What to work on: Write the next passage of the text on veterinary diagnosis and feral-cat TNR programs, starting after its final sentence.

Selected excerpt:
____________

There are many different causes to illnesses.  As described, getting information from you, the pet’s examination, and sometimes diagnostics as well is the best way to put the pet illness puzzle together.  As veterinarians, our job is to take all of this information, figure out what is related and important to the current case, and decide the best course of action.  While these puzzles can be frustrating at times, it is one part of veterinary medicine that keeps me entertained, learning, and challenged.  There is nothing better than figuring out the correct puzzle and helping Fluffy get back to enjoying playing ball.


TNR stands for Trap Neuter Return of feral (aka wild, unowned) cats.   TNR programs are extremely helpful in reducing the numbers of unowned cats in shelters as well as the numbers of cats that are euthanized in shelters. However, it takes some time.  TNR is a special passion of mine.  I have been working with a wonderful group within Central Pennsylvania called PAWS (  PAWS focuses on reducing pet overpopulation and homelessness with large-scale TNR clinics.  The beauty of what PAWS does also lies in the fact that friendly “feral” cats and kittens brought through the clinic also find spots in their foster homes to be adopted out, becoming loved house-cats too.  As their spay/neuter veterinarian and a private practice veterinarian, it is so exciting to see cats come through our veterinary practice that have paperwork indicating adoption through the PAWS program.  It is great to see them “off the streets” and living the good life.

____________

Data supplied:

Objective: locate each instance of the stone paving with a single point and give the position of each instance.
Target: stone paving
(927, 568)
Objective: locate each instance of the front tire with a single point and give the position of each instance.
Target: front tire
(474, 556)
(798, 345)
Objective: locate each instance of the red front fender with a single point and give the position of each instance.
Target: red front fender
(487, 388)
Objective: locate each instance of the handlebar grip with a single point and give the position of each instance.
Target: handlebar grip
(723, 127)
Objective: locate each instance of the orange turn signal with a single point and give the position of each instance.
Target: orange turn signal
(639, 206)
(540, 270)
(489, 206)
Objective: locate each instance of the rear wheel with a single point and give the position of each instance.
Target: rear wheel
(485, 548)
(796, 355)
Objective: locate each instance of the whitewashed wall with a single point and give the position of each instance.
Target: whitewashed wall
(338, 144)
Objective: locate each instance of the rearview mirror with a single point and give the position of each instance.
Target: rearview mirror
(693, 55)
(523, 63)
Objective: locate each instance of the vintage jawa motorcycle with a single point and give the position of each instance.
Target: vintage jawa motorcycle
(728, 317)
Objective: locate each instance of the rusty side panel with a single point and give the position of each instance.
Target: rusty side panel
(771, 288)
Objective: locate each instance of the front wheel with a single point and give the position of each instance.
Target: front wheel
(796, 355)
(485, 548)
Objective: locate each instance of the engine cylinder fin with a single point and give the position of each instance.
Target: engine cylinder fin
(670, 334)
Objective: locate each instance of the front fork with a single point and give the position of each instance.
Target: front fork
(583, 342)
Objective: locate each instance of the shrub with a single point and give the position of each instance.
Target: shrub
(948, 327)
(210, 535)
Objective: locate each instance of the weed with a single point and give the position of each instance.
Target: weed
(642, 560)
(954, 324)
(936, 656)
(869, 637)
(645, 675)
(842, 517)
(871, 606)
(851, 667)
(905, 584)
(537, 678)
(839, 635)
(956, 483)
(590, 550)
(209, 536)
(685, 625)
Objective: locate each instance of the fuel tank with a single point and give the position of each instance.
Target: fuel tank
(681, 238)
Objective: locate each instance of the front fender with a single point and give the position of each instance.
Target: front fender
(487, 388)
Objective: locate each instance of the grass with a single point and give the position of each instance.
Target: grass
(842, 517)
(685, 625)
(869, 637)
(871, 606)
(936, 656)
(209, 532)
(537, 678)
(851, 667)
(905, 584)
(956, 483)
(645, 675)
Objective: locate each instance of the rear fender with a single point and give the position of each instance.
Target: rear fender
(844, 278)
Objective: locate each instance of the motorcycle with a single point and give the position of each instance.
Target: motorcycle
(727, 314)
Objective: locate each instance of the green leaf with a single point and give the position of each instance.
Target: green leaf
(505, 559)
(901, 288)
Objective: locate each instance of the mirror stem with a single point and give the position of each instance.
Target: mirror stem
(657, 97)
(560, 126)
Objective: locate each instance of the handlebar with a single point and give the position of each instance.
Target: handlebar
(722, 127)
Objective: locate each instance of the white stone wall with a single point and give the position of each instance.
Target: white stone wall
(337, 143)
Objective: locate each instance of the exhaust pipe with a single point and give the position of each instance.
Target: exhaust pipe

____________

Your response:
Today, we held a TNR clinic in Grantville, PA.  PAWS has people who help to trap feral cats and facilitate transportation to the spay/neuter clinics.  Each cat coming through the clinic receives a spay or neuter surgery under general anesthesia.  A low dose of an injectable anesthesia induces the anesthetic state and then we use gas anesthesia to maintain the pet during the surgery.  The cat’s ear is tipped – a procedure in which the tip of the left ear is excised – as a universal indicatior that this feral cat has been fixed and vaccinated.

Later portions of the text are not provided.